* _HOW TO COMPLETE THIS TASK_
Please repeat each line below exactly, with no images in the copy.

* _Collected data entries_
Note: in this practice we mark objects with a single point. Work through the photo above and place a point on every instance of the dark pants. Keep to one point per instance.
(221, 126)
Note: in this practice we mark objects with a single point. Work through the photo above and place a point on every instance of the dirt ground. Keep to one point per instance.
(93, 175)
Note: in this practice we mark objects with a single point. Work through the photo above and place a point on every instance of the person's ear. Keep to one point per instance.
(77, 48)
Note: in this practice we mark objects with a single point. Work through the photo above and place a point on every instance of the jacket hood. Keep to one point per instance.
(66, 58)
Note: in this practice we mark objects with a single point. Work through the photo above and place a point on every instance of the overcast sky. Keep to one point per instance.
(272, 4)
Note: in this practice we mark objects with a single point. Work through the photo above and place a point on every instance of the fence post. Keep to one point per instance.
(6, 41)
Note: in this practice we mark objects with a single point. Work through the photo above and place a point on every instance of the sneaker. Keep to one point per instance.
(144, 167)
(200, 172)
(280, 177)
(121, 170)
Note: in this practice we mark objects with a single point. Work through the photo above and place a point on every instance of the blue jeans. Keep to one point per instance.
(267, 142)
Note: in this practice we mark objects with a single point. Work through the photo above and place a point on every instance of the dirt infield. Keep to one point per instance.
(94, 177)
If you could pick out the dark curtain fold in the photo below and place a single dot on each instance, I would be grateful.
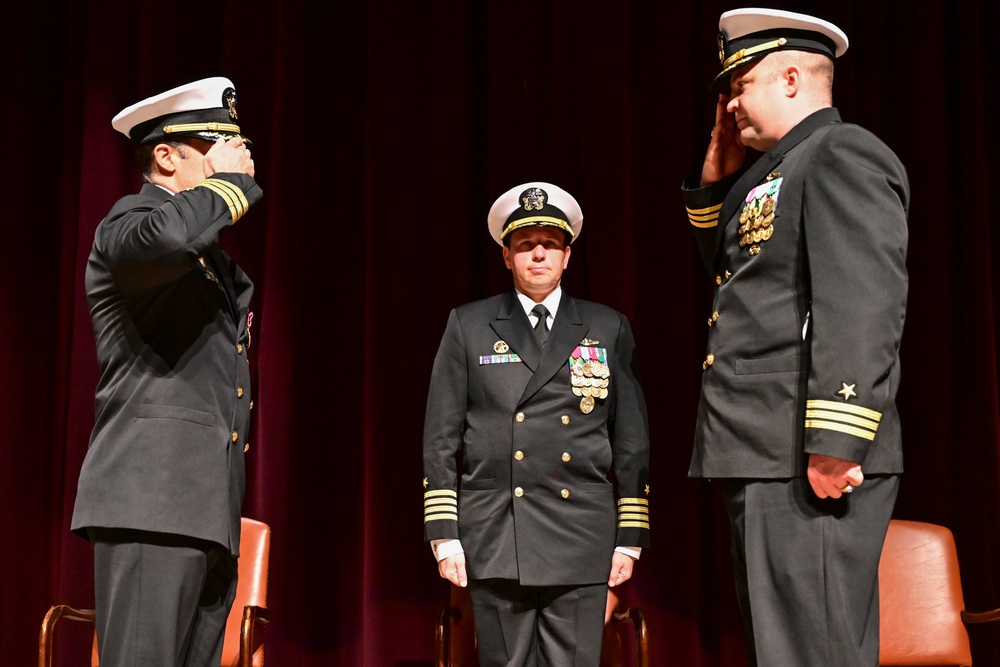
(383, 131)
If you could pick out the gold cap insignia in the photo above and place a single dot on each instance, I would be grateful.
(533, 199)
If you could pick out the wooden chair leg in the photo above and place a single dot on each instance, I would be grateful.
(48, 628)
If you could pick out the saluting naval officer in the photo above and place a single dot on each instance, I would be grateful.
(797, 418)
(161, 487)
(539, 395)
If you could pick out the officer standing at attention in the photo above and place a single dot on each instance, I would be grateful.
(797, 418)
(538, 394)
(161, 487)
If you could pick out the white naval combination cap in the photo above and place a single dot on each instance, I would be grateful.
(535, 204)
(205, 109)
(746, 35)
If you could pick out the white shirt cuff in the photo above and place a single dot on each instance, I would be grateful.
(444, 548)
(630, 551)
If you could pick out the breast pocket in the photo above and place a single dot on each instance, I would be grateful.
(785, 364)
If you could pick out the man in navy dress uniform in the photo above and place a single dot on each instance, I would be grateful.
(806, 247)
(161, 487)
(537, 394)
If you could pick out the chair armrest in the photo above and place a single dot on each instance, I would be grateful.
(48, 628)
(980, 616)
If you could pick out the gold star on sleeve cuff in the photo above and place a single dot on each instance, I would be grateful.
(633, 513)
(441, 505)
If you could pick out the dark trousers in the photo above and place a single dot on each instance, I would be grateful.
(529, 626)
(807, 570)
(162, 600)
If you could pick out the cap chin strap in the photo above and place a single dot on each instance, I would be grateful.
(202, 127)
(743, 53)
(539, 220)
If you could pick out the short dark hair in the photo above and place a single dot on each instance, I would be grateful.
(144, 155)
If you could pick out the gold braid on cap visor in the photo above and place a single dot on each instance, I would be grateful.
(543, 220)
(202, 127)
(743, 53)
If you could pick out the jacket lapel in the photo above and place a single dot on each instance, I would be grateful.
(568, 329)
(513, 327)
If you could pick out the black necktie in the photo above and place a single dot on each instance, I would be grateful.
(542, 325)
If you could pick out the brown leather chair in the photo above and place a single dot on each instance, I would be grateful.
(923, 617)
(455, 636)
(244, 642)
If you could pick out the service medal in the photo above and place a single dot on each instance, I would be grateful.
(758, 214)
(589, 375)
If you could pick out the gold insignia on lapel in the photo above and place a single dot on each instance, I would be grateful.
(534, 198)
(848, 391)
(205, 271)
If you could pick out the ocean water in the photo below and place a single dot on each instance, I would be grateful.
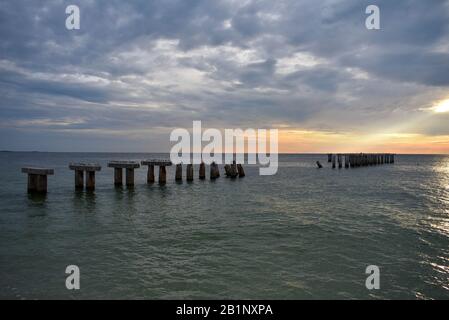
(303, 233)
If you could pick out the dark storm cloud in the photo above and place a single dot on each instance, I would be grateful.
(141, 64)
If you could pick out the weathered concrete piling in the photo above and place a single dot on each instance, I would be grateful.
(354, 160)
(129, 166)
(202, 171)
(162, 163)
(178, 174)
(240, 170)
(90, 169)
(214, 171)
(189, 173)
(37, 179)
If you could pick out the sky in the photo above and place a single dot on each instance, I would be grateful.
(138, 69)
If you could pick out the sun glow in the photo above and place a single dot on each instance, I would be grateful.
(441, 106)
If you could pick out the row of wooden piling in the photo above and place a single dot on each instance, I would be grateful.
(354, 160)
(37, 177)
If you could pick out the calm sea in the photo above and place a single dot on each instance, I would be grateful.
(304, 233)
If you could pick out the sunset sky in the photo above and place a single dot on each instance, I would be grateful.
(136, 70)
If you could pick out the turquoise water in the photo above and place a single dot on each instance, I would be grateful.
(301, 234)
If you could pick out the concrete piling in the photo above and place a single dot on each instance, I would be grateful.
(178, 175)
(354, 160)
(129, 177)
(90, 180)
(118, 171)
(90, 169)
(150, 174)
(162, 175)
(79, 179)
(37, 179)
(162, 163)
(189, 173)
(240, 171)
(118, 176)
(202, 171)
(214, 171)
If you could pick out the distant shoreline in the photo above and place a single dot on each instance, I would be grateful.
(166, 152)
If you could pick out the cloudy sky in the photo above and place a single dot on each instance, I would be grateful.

* _ANSWER SPACE_
Note: in this practice we mark objects with a single point. Work through the photo above and place a point on every instance of the dark pants. Keep to one point per instance.
(221, 126)
Note: in this practice we mark objects with a single point. Work through the photo above and place a point on every instance of the dirt ground. Keep to one point per instance.
(93, 175)
Note: in this practice we mark objects with a single point. Work through the photo above and place a point on every instance of the person's ear. Keep to one point per instance.
(77, 48)
Note: in this practice we mark objects with a single point. Work through the photo above and place a point on every instance of the jacket hood. Keep to one point per instance.
(66, 58)
Note: in this practice we mark objects with a single point. Work through the photo above and place a point on every instance of the overcast sky. Keep to one point per instance.
(272, 4)
Note: in this practice we mark objects with a single point. Work through the photo above and place a point on every instance of the fence post. Keep to one point per instance.
(6, 41)
Note: in this practice we mark objects with a single point. Work through the photo above and place a point on every instance of the sneaker. Keep to one point per instance.
(144, 167)
(200, 172)
(280, 177)
(121, 170)
Note: in this practice we mark objects with a single point. Work through the photo above and place a point on every instance of the blue jeans. Keep to one point per instance.
(267, 142)
Note: in this practice we mark objects with a single point. Work through the photo above and place a point on every instance of the dirt infield. Keep to one point per instance.
(94, 177)
If you could pick out the dark curtain fold in the photo below and place a single dot on each instance, I would be grateful.
(383, 131)
If you could pick out the gold cap insignia in the photo above and place a single dot on each instance, I would be grateful.
(533, 199)
If you could pick out the wooden chair leg in the photo above and place a single dot on each instance, I would be grateful.
(48, 628)
If you could pick out the saluting naval officer in the photo above and place a single dot on each instance, I would be grateful.
(797, 418)
(161, 487)
(539, 395)
If you could pick out the officer standing at attention in the photo above and place a single dot on each instance, I would be grateful.
(797, 418)
(538, 394)
(161, 487)
If you could pick out the white naval combination cap in the photo above and place a single dot on each instance, I would be grateful.
(535, 204)
(205, 109)
(746, 35)
If you could pick out the white shirt cuff in the photo above and place a single dot on each instance, I would be grateful.
(444, 548)
(630, 551)
If you could pick out the breast pocket in the photo above and place a single dot on each instance, I would be grateful.
(785, 364)
If you could pick out the man in navy dress uniform in the photo above and place a single dot on each instance, I would be grateful.
(806, 247)
(161, 487)
(537, 394)
If you could pick out the chair armrest in the photo above and place a single dot on each instance, I would be grateful.
(48, 628)
(980, 616)
If you could pick out the gold star on sleeve cuff in the photo above and place a single dot on each instance, I would be grateful.
(633, 513)
(441, 505)
If you could pick out the dark trousers in the photo above and place a single dot on each instance, I would be grateful.
(529, 626)
(807, 570)
(162, 600)
If you could pick out the cap chin strap in the photo above and place a single dot on each instance, I would be grateful.
(202, 127)
(743, 53)
(539, 220)
If you could pick out the short dark hair in the photo above and place a single dot on each instance, I would be grateful.
(144, 155)
If you could pick out the gold braid on cap visor in the photo above and place a single dot on each instance, I would be grateful.
(543, 220)
(202, 127)
(743, 53)
If you could pick out the jacket lapel in the photo above and place a single dot on each instance, I would be grateful.
(568, 329)
(513, 327)
If you could pick out the black necktie in the photo above and place a single dot on each instance, I would be grateful.
(542, 325)
If you could pick out the brown leather chair in the photo above and place a single dot on each instance, I would be grateful.
(923, 617)
(455, 636)
(244, 642)
If you could pick out the service medal in the photo above and place a single dot on each instance, I would be grateful.
(758, 214)
(589, 375)
If you could pick out the gold insignia on lapel in the photo above and place a single dot on each instance, I would be grateful.
(534, 198)
(848, 391)
(205, 271)
If you could pick out the ocean water in the photo below and place a single dot on each instance, I would be grateful.
(303, 233)
If you could pick out the dark storm cloud in the photo above and place a single dot on each instance, I would be grateful.
(141, 64)
If you could pick out the weathered concrete piling in the photo above and place a single dot on each instance, I would be grateful.
(354, 160)
(129, 166)
(202, 171)
(162, 163)
(178, 174)
(240, 170)
(90, 169)
(214, 171)
(189, 173)
(37, 179)
If you could pick out the sky in the photo above and place a single dot on each instance, I would be grateful.
(138, 69)
If you could pick out the sun glow in the photo above and place a single dot on each instance, I would be grateful.
(441, 106)
If you could pick out the row of wooden piling in the photo above and place a single dot on each instance, I would be grateful.
(354, 160)
(37, 177)
If you could pick out the calm sea in the photo above and place a single dot on each instance, I would be grateful.
(304, 233)
If you could pick out the sunset sky in the photo above and place a single dot on each instance, I would be grateful.
(136, 70)
If you could pick out the turquoise water in the photo above and place a single dot on each instance, I would be grateful.
(301, 234)
If you could pick out the concrete piling in the photo above and place a single dot on each instance, I would be grateful.
(178, 175)
(354, 160)
(129, 177)
(90, 180)
(118, 171)
(90, 169)
(150, 174)
(162, 175)
(79, 179)
(37, 179)
(162, 163)
(189, 173)
(240, 171)
(118, 176)
(202, 171)
(214, 171)
If you could pick out the distant shoreline in the photo above and place a single dot on each instance, I would be grateful.
(166, 152)
If you could pick out the cloudy sky in the photo above and place a single dot on each instance, I would be grateful.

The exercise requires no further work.